__Exercise__. Copy all of the records exactly.

[Records from a dataset]

****************************************

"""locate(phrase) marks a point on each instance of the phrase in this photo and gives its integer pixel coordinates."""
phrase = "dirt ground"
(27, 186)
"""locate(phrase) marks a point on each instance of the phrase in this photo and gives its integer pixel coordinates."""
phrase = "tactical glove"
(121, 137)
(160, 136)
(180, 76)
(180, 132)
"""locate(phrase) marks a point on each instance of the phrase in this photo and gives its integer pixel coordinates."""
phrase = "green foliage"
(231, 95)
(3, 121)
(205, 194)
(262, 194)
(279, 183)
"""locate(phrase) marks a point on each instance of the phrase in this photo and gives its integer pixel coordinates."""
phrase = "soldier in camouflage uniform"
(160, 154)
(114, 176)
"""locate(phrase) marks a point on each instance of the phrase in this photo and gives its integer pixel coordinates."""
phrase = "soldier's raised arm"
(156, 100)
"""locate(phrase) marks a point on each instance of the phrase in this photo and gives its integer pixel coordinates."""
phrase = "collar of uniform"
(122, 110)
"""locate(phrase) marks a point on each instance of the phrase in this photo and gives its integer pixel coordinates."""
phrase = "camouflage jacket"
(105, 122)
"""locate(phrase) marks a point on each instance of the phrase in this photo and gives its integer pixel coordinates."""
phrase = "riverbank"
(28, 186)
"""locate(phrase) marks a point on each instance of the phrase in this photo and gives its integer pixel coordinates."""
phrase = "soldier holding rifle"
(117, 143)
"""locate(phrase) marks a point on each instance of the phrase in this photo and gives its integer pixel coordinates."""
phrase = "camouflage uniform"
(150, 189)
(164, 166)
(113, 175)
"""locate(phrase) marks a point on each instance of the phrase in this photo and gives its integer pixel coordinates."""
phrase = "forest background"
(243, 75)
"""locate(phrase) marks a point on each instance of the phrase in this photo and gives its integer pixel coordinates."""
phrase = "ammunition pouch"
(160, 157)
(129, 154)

****************************************

__Solution to this exercise__.
"""locate(phrase) marks a point on each instance of the phrase in this photo and gives its integer pixel coordinates."""
phrase = "dirt ground"
(27, 186)
"""locate(phrase) marks a point on each instance of the phrase in this photo and gives its integer pixel coordinates."""
phrase = "tactical glove"
(121, 137)
(160, 136)
(180, 76)
(180, 132)
"""locate(phrase) marks a point on each instance of the phrase in this photo and gives its integer pixel coordinates."""
phrase = "green foliage"
(231, 95)
(3, 121)
(205, 194)
(262, 194)
(279, 183)
"""locate(phrase) marks a point on each instance of the phrase in this photo and gives its integer pixel coordinates."""
phrase = "soldier in camouflage uniform"
(160, 154)
(114, 176)
"""locate(phrase) marks a point on each instance of the phrase in this photo and gives its integer pixel coordinates."""
phrase = "soldier's raised arm"
(156, 100)
"""locate(phrase) marks a point on each instance of the phrase in this photo and gives its integer pixel coordinates."""
phrase = "collar of uniform"
(122, 110)
"""locate(phrase) marks a point on each instance of the phrase in this photo and gives its integer pixel coordinates."""
phrase = "camouflage jacket"
(105, 122)
"""locate(phrase) marks a point on each instance of the phrase in this photo and gives its integer pixel coordinates."""
phrase = "riverbank"
(28, 186)
"""locate(phrase) marks a point on each instance of the phrase in this photo and gives its integer pixel coordinates."""
phrase = "soldier holding rifle"
(117, 143)
"""locate(phrase) marks a point on each instance of the phrase in this photo and gives its integer pixel coordinates."""
phrase = "camouflage uniform"
(150, 189)
(164, 166)
(113, 175)
"""locate(phrase) marks a point on each instance of the phrase in this photo and gives its integer pixel coordinates."""
phrase = "forest background"
(243, 75)
"""locate(phrase) marks a point on each instance of the phrase in this photo and gives its integer pixel coordinates."""
phrase = "ammunition pouch"
(160, 157)
(129, 154)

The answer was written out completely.